STATED EXERCISE
Count the lines in the records below that contain the string "vest", treating uppercase and lowercase as different. Reply with the number only.

MATERIAL FOR THE TASK

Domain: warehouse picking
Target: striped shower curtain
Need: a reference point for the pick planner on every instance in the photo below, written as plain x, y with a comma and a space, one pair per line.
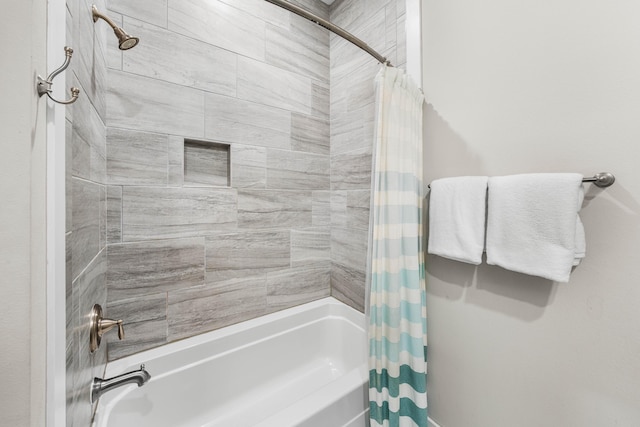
395, 273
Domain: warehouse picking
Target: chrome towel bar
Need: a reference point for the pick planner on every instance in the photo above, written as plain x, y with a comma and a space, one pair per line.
601, 179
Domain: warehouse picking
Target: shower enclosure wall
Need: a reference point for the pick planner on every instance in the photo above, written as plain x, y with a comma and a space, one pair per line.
218, 171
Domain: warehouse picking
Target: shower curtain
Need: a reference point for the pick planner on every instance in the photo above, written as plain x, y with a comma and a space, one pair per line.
395, 270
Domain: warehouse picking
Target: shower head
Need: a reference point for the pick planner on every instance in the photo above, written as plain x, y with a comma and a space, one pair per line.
125, 40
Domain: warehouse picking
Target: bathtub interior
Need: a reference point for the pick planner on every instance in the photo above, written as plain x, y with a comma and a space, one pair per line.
302, 366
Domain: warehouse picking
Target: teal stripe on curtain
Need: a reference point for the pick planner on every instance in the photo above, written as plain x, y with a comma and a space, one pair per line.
395, 277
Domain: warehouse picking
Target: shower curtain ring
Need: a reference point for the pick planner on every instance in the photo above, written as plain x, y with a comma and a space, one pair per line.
44, 85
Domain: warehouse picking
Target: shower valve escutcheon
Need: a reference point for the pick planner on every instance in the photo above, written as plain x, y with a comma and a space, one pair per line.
99, 326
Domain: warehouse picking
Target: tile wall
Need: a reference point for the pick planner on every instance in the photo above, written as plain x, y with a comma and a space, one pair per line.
174, 253
239, 226
86, 203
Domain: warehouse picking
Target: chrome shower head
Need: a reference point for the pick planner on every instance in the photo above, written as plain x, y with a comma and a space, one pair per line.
125, 40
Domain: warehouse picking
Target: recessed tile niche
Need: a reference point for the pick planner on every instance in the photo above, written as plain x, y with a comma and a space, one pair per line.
207, 163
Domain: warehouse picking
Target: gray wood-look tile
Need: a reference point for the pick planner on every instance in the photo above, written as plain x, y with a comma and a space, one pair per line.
206, 163
234, 120
358, 204
292, 170
262, 10
197, 310
89, 151
248, 166
321, 208
345, 13
219, 24
144, 321
311, 247
152, 11
148, 268
348, 285
318, 8
351, 171
339, 208
349, 247
274, 209
310, 134
85, 224
146, 104
176, 161
136, 158
156, 213
171, 57
347, 133
298, 285
303, 48
269, 85
246, 253
114, 214
320, 98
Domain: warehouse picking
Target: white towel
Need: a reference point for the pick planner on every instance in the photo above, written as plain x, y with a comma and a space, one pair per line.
457, 209
533, 225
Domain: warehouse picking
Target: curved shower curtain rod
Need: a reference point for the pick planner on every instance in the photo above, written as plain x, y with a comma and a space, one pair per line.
331, 27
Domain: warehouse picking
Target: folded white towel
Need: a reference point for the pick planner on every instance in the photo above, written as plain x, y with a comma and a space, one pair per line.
533, 225
457, 209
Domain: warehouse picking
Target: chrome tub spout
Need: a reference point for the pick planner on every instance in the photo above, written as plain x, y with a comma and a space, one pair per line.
101, 386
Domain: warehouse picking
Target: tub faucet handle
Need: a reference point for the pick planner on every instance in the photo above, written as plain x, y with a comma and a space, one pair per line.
99, 326
107, 324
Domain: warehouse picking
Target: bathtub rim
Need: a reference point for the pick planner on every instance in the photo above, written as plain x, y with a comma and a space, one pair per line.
334, 309
311, 312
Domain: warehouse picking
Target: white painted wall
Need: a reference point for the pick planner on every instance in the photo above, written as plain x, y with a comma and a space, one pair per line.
22, 215
530, 86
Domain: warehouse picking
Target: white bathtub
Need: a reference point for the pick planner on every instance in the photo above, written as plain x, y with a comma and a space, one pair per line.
303, 366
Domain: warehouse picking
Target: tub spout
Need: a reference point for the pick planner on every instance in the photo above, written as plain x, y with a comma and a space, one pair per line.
101, 386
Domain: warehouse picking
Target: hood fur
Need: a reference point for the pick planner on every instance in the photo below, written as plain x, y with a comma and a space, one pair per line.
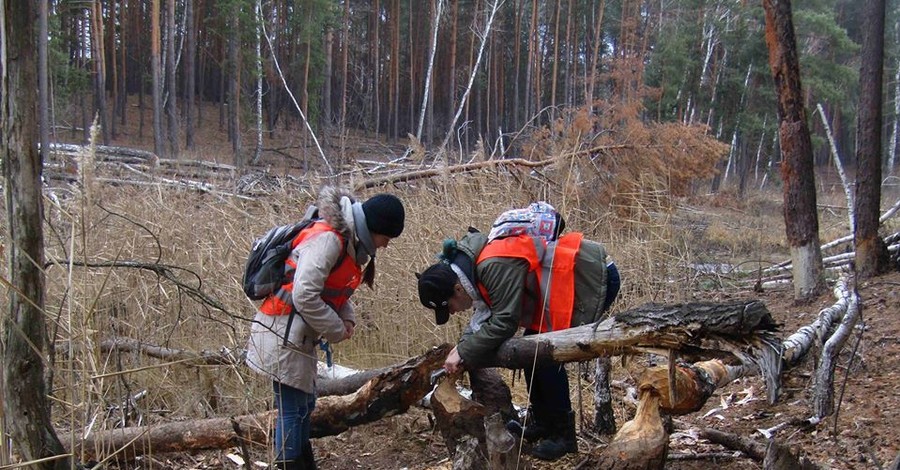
331, 210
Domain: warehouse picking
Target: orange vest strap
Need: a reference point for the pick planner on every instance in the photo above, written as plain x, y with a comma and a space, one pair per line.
557, 281
562, 281
342, 281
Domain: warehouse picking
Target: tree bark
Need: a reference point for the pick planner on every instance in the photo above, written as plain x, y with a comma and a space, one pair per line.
158, 146
871, 253
99, 61
43, 80
171, 86
604, 419
189, 73
25, 407
387, 394
797, 172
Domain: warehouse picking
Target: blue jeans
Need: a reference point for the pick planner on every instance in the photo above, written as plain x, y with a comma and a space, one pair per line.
293, 423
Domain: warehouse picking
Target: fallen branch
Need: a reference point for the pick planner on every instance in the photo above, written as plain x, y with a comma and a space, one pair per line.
388, 394
823, 392
468, 167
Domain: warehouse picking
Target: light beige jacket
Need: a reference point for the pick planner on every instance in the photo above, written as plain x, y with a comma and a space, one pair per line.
294, 363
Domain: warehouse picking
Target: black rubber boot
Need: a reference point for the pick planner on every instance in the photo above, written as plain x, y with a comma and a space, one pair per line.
533, 430
288, 465
561, 442
308, 458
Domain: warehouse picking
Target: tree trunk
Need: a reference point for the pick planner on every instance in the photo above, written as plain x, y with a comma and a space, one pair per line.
43, 81
797, 172
595, 55
438, 6
171, 86
871, 253
99, 61
376, 65
234, 94
345, 52
451, 87
555, 73
649, 326
189, 74
25, 407
395, 71
604, 419
114, 89
327, 112
158, 146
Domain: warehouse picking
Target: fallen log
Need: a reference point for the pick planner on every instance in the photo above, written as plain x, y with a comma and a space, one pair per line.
652, 327
642, 443
390, 393
648, 328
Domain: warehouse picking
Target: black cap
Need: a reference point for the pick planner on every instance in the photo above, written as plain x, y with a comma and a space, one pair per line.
384, 215
436, 285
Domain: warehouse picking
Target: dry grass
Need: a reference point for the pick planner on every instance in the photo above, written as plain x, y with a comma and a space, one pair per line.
203, 238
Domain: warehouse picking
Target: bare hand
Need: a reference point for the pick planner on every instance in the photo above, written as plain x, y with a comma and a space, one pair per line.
453, 363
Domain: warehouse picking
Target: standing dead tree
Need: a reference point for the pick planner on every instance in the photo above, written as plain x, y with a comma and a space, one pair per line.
740, 330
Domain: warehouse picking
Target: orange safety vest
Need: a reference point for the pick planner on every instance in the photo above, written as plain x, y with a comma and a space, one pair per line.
339, 286
554, 266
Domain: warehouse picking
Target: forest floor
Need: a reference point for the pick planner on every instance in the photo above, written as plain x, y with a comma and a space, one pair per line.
863, 435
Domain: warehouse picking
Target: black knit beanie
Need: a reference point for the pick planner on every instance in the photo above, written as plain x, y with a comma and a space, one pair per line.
384, 215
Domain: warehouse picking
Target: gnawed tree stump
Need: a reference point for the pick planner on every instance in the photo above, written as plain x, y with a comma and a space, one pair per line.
457, 417
390, 393
642, 443
696, 328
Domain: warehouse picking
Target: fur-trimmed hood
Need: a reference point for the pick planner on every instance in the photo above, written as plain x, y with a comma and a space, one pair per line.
335, 208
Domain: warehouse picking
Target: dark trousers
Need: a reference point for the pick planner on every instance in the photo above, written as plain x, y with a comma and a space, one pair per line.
548, 385
549, 389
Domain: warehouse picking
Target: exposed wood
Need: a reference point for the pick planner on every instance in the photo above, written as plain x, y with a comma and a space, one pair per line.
642, 443
457, 417
388, 394
651, 326
753, 449
501, 445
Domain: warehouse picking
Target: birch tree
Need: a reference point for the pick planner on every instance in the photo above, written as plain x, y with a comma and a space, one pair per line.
871, 252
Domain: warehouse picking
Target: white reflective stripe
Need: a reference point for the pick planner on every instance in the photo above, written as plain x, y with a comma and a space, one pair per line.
546, 278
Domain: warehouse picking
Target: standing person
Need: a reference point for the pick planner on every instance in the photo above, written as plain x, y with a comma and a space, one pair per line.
327, 259
504, 280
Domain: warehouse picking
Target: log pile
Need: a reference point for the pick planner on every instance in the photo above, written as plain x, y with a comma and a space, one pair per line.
740, 330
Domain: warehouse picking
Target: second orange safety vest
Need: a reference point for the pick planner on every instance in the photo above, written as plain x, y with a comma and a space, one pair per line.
342, 281
554, 266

EXPECTED ANSWER
3